Collected data entries

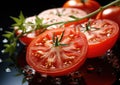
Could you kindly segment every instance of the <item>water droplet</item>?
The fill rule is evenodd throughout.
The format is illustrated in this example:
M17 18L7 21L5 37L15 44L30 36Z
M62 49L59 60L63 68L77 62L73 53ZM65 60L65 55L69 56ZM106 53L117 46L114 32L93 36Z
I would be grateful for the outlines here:
M6 72L11 72L11 69L10 68L6 68L5 71Z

### THE PROBLEM:
Output every line of the material above without any changes, and leave the pictures out.

### TASK RESPONSE:
Could you kindly segment every instance of the <item>water droplet</item>?
The fill rule is evenodd throughout.
The format is illustrated in this example:
M17 18L7 21L5 37L15 44L30 36Z
M62 49L59 60L63 68L77 62L73 53ZM65 60L65 55L69 56ZM106 53L117 46L114 32L93 36Z
I would be grateful for the outlines here:
M6 72L11 72L11 69L10 68L6 68L5 71Z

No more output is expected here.